### Assigned task
The answer should be every line below, retyped exactly.

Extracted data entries

####################

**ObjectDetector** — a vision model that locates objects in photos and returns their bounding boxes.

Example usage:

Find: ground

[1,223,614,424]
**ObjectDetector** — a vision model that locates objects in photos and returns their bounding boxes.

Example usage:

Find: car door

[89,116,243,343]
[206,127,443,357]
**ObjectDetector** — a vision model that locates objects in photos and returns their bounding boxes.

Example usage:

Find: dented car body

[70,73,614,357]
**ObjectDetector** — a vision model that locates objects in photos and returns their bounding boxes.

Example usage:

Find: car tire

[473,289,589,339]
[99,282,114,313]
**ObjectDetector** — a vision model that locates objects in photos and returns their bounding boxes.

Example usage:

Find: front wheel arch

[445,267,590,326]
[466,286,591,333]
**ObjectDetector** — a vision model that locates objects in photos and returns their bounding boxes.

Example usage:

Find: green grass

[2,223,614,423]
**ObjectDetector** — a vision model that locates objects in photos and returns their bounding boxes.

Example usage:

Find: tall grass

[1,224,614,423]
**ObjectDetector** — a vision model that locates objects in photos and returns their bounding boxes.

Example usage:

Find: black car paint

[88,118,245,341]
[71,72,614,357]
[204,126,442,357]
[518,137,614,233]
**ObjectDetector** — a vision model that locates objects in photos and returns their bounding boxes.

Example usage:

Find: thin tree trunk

####################

### Answer for this exercise
**ObjectDetector** — a vision model that locates objects in photos and returns their bounding boxes.

Example usage:

Find: ground

[1,223,614,424]
**ObjectDetector** — a vision model that locates objects in photos and returns their bounding boxes.

Example usage:

Find: car door

[89,116,243,343]
[206,127,443,357]
**ObjectDetector** — a vision model that locates objects in photos and returns their bounding boxes.

Example usage:

Find: dented car body

[70,73,614,357]
**ObjectDetector** — a vision model that locates objects in photos and returns their bounding boxes.

Example usage:

Find: car tire

[473,289,589,339]
[99,282,114,313]
**ObjectDetector** — a vision model that locates objects in photos and returns their bounding boxes.

Example usage:

Find: front wheel arch

[445,267,590,326]
[466,286,591,333]
**ObjectDetector** — a vision model that locates objects in photos and returns their bounding boxes.

Example usage:

Find: green grass

[2,223,614,423]
**ObjectDetector** — a vision model that locates objects in photos and returns their bounding boxes.

Example usage:

Find: tall grass

[1,224,614,423]
**ObjectDetector** — a vision model that locates objects in photos and returns their bounding boxes.

Example usage:

Find: black car paint

[88,118,245,341]
[71,72,614,357]
[204,126,442,357]
[518,137,614,233]
**ObjectDetector** — a vision model that locates objects in photos and returns their bounding boxes.

Example usage:

Find: thin tree trunk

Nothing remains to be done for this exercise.